Written instruction:
Nothing may be dropped or altered: reproduce all the data.

Supplied data:
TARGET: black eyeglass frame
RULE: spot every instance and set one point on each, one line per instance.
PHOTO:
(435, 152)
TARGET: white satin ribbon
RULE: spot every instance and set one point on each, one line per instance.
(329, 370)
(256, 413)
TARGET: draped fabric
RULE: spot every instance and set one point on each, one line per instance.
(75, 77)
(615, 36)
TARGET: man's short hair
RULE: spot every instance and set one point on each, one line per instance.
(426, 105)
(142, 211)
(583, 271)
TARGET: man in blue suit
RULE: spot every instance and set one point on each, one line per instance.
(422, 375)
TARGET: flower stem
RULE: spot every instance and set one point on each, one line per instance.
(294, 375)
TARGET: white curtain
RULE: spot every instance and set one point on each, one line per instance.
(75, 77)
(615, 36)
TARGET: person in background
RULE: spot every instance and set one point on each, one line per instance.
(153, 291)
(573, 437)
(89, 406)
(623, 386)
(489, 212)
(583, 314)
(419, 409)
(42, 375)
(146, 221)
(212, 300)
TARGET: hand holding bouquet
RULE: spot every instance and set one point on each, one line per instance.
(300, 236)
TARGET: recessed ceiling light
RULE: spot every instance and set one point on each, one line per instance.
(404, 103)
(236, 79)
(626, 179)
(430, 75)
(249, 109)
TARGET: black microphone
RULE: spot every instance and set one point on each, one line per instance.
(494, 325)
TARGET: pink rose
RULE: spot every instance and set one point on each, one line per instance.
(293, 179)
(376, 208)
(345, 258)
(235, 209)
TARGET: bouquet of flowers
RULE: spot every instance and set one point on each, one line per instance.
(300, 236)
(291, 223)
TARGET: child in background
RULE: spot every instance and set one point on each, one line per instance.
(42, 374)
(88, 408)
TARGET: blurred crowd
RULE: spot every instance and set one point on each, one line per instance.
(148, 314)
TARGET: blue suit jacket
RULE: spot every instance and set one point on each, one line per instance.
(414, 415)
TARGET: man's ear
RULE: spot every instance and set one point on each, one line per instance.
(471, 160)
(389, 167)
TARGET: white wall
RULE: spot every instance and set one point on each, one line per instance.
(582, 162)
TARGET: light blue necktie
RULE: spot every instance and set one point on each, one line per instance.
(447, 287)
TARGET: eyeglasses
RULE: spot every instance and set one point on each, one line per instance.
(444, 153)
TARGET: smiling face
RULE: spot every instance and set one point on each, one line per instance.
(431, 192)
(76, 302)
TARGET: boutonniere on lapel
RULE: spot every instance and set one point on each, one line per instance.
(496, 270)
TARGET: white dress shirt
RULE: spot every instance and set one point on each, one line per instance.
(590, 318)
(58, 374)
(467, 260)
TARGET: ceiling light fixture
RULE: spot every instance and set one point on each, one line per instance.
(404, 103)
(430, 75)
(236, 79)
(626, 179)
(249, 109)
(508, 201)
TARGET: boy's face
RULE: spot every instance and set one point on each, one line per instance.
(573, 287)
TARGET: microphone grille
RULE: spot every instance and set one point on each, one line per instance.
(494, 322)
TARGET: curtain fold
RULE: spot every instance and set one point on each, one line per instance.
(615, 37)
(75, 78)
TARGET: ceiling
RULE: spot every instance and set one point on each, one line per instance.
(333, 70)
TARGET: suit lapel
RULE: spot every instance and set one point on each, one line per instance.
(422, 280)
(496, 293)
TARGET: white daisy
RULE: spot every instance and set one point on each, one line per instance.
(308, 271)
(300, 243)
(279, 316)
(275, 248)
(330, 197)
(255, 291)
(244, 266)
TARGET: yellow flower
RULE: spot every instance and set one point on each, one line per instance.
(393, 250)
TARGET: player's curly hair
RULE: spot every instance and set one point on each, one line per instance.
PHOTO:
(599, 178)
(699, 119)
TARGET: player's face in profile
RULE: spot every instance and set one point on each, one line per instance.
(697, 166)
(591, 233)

Expected answer:
TARGET: black eyeglass frame
RULE: spot every instance and set one point on each, one line per instance.
PHOTO:
(435, 152)
TARGET: white satin ribbon
RULE: spot every instance and set one point on each, one line per instance.
(329, 370)
(256, 413)
TARGET: draped fabric
RULE: spot every instance and set one point on each, one line per instance.
(75, 77)
(615, 36)
TARGET: man's short hair
RULE: spot every instance and set one point on each, one line per instance.
(426, 105)
(142, 211)
(583, 271)
TARGET: man in blue suit
RULE: spot every instance and set one point on each, one line per instance.
(422, 375)
TARGET: flower stem
RULE: spot every instance and set one point on each, one line per instance.
(294, 375)
TARGET: white curtain
RULE: spot every instance and set one point on each, one line per instance.
(75, 77)
(615, 36)
TARGET: person in background
RULE: spot every instance and set one point on each, one line per instance.
(153, 291)
(573, 437)
(89, 406)
(623, 386)
(489, 212)
(583, 314)
(419, 409)
(42, 375)
(146, 221)
(212, 300)
TARGET: hand holding bouquet
RULE: spot every instance and set one point on each, one line per instance.
(300, 236)
TARGET: recessed ceiling light
RULE: spot every instance and set one point on each, one line per instance.
(404, 103)
(236, 79)
(626, 179)
(430, 75)
(249, 109)
TARGET: black microphone
RULE: spot every instance and set one point on each, one line per instance.
(494, 325)
TARGET: pink rose
RULE: spot every instance and set one point on each, one line per instance.
(293, 179)
(376, 208)
(345, 258)
(235, 209)
TARGET: bouquet of flowers
RULE: spot every instance and set one point on each, one line per instance.
(300, 236)
(291, 223)
TARGET: child in background
RULE: spot every instance and set one point on each, one line per instance.
(42, 374)
(88, 408)
TARGET: blurred crowd
RULE: spot every instance and set one point on each, one line per instance.
(148, 314)
TARGET: blue suit jacket
RULE: spot every instance and set one point on each, one line per instance.
(414, 415)
TARGET: man's ear
RULE: spot every instance and set one point on each, one line per instance.
(471, 160)
(389, 167)
TARGET: white wall
RULE: spot every instance and set one point on each, one line per instance.
(582, 162)
TARGET: light blue necktie
RULE: spot every instance and set one point on each, one line per instance.
(447, 287)
TARGET: eyeglasses
RULE: spot every instance and set one point on each, one line per instance.
(444, 153)
TARGET: smiling face
RULE: spot every instance and set one point on each, one line per instance.
(431, 192)
(76, 302)
TARGET: boutonniere on lapel
RULE: spot every instance and set one point on each, one line per instance.
(496, 270)
TARGET: white dress shirt
RULE: spot every instance and set one point on each, one line per instance.
(590, 318)
(58, 374)
(467, 260)
TARGET: ceiling light fixture
RULE: spot every instance and set one point on each, one line per instance.
(404, 103)
(430, 75)
(236, 79)
(626, 179)
(249, 109)
(508, 201)
TARGET: boy's face
RULE: spot every instance and set one point on each, one line per instance.
(573, 287)
TARGET: microphone grille
RULE: spot every instance and set one point on each, one line per instance.
(494, 322)
TARGET: curtain fold
RULE: spot every instance and set one point on each, one line per instance.
(615, 37)
(75, 78)
TARGET: ceiling
RULE: spot every instance and set one point on each, one line per instance.
(333, 70)
TARGET: suit lapel
RULE: spot every instance and set one point on each, one line per instance.
(422, 280)
(496, 293)
TARGET: white daisy
RULE: spot every instance and set one point on each, one line per instance.
(308, 271)
(300, 243)
(279, 316)
(275, 248)
(330, 197)
(255, 291)
(244, 266)
TARGET: yellow flower
RULE: spot every instance and set one point on each, one line per instance.
(393, 250)
TARGET: player's curly hair
RULE: spot every instance and set one point on each, one line per instance.
PHOTO:
(599, 178)
(699, 119)
TARGET: player's face in profile
RULE: spot every instance and set one point on each, one line per instance.
(697, 166)
(591, 233)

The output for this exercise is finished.